- **Extracted entries**:
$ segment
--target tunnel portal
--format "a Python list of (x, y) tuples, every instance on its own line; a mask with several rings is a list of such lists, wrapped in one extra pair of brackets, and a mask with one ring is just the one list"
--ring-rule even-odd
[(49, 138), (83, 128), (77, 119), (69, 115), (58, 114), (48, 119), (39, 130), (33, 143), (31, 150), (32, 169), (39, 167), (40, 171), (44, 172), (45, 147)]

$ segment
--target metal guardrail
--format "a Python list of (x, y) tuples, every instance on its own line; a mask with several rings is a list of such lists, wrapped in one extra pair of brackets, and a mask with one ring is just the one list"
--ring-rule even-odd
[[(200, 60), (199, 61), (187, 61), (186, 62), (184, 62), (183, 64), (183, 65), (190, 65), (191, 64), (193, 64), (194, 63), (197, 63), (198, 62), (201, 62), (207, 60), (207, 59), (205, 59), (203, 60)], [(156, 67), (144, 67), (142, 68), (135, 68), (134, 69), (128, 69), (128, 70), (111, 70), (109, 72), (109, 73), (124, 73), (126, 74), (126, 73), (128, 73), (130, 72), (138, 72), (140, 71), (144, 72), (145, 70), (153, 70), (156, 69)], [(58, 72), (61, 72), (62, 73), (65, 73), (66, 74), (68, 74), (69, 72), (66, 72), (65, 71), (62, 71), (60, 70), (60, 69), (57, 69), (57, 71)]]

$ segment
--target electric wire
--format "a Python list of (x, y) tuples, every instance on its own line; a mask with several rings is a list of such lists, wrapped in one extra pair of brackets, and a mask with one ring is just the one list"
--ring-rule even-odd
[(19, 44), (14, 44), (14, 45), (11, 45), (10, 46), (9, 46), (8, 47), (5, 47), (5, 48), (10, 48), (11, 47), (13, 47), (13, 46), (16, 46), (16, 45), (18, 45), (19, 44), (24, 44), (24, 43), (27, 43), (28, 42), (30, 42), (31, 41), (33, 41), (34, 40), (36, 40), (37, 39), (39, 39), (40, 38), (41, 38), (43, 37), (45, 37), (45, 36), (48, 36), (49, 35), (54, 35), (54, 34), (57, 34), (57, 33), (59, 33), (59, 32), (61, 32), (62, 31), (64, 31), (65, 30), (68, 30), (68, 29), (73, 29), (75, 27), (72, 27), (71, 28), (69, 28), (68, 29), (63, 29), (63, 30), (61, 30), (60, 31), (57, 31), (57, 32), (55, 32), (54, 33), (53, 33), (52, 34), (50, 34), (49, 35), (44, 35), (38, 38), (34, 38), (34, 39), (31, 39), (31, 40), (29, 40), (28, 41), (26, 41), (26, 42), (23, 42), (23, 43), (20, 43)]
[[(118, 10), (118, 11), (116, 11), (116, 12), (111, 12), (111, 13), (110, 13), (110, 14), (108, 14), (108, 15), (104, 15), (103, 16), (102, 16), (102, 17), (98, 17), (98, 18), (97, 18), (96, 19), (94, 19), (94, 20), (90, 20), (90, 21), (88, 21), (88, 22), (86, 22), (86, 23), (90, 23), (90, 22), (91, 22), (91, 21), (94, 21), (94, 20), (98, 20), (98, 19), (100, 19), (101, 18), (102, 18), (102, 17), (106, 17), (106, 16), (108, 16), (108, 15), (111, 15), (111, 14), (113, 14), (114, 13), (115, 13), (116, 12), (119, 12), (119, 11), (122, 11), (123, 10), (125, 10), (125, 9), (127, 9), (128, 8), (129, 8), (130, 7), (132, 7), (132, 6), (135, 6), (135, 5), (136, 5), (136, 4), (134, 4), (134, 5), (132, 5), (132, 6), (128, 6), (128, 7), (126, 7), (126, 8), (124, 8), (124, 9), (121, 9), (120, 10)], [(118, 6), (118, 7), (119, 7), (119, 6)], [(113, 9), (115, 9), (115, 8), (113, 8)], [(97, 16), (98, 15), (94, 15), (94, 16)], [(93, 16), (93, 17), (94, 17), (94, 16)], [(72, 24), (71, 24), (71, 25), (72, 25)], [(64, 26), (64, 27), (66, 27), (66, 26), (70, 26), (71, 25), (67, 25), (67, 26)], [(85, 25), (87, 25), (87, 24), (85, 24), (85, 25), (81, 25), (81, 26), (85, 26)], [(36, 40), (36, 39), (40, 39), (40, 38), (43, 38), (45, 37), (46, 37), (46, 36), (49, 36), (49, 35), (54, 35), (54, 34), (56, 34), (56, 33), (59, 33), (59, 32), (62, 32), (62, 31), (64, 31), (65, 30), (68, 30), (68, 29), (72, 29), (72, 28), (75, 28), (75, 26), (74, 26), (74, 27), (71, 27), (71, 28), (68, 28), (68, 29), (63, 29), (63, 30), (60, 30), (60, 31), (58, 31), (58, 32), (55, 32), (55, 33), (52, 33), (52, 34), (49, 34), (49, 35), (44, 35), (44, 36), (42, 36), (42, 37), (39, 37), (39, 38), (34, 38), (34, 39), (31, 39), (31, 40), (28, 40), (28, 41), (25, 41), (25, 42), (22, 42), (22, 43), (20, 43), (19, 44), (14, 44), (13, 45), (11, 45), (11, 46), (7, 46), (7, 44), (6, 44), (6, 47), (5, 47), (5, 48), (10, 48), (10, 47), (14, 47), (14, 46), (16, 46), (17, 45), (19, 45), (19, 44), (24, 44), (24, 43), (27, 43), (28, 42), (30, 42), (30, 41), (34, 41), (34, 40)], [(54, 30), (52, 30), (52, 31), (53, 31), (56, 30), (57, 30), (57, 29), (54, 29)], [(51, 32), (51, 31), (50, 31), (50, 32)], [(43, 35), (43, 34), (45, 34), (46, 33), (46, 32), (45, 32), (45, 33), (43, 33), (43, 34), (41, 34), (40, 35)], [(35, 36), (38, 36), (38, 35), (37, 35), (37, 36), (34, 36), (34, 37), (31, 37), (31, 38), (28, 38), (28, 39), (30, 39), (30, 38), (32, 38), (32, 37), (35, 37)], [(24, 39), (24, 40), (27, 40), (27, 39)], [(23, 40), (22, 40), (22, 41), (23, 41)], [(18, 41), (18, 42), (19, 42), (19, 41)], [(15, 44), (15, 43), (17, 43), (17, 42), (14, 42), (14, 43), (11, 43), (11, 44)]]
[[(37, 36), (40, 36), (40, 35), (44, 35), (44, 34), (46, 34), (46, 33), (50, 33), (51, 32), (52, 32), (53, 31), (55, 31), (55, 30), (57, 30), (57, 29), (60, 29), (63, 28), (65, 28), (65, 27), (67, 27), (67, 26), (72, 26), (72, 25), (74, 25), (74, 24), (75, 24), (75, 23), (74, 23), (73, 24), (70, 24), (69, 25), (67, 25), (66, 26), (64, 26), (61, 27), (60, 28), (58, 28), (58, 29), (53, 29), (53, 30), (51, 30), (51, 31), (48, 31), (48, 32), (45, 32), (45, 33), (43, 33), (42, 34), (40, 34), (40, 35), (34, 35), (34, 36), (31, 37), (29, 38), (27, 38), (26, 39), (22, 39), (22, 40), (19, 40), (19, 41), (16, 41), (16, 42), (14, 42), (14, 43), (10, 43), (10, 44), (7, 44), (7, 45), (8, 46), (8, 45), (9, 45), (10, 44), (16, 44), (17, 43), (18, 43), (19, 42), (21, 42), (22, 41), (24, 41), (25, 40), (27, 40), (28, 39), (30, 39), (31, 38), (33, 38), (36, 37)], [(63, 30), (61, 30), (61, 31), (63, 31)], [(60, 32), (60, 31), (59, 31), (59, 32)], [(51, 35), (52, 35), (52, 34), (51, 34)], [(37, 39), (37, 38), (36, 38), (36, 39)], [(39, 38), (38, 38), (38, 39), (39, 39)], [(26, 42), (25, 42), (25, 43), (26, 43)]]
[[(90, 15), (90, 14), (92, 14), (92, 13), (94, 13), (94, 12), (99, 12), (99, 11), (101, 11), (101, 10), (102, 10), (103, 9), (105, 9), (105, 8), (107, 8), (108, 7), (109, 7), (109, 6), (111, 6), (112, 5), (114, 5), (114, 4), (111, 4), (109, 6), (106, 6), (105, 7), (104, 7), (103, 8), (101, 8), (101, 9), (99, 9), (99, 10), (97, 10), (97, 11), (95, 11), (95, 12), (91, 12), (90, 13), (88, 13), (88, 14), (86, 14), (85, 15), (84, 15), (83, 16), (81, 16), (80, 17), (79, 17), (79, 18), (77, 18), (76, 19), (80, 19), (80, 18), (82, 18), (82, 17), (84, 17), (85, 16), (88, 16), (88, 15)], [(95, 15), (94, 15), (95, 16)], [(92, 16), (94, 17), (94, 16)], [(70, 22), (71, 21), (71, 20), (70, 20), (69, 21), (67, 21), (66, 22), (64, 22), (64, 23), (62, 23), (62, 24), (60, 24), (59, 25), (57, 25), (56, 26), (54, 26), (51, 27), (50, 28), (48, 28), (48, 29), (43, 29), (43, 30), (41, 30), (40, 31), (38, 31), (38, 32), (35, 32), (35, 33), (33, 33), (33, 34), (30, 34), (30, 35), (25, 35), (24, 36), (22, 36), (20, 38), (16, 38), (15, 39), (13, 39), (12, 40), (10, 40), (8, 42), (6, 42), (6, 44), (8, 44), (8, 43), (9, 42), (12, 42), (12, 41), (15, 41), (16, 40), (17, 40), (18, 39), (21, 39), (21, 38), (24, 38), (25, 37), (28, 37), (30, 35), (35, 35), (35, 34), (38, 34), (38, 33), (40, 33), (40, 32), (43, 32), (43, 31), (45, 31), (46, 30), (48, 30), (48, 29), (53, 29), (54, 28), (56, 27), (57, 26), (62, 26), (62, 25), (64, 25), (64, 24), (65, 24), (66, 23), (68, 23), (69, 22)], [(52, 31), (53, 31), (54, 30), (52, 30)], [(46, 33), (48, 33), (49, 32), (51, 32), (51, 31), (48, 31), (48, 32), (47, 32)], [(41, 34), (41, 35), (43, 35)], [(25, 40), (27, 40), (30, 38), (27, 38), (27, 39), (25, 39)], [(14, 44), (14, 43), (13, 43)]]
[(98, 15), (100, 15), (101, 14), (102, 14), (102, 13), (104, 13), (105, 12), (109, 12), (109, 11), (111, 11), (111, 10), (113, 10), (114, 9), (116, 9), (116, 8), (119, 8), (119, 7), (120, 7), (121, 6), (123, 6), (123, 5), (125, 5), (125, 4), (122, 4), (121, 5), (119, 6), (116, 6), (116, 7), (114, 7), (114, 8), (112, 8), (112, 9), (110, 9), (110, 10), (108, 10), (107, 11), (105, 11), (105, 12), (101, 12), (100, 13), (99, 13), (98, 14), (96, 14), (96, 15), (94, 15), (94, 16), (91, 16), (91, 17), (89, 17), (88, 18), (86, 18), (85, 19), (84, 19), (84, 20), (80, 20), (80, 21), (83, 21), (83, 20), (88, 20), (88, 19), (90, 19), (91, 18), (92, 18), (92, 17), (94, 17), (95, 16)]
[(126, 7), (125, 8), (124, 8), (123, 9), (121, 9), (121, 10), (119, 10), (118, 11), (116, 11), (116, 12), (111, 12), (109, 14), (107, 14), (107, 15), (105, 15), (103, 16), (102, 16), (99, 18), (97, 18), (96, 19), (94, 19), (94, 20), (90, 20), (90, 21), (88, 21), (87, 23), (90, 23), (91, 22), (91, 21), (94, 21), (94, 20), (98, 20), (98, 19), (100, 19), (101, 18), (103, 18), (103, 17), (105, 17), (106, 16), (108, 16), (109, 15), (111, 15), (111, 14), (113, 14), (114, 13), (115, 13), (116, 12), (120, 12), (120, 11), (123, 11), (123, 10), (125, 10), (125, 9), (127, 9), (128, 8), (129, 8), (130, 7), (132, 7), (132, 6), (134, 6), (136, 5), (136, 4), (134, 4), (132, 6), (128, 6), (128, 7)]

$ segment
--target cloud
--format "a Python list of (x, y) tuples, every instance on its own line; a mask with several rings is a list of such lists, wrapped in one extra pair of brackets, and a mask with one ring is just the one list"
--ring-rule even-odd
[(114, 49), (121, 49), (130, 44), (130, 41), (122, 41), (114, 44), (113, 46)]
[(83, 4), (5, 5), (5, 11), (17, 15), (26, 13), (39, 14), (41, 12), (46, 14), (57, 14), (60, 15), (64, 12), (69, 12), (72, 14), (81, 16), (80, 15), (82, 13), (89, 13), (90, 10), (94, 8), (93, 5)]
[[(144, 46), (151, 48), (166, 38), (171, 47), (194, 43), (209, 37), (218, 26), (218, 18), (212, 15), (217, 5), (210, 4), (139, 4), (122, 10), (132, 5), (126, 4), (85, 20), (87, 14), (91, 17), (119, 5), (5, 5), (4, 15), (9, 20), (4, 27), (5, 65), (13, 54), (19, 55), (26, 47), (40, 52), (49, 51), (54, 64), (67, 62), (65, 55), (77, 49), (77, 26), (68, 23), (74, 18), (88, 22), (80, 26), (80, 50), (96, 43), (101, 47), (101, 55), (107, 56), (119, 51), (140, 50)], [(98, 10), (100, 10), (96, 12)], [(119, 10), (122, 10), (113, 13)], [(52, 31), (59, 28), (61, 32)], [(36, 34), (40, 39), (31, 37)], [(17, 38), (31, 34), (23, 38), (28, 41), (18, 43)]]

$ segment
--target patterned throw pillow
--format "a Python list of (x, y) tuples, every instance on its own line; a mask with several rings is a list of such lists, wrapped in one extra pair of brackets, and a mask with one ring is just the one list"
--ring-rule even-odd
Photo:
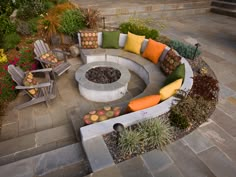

- **Task directions**: Collect every line in the rows above that contains the string "target". Copy each one in full, in the order it appears.

- **Answer in full**:
--target tunnel portal
--target metal guardrail
--target electric wire
--target cloud
--target patterned throw pillow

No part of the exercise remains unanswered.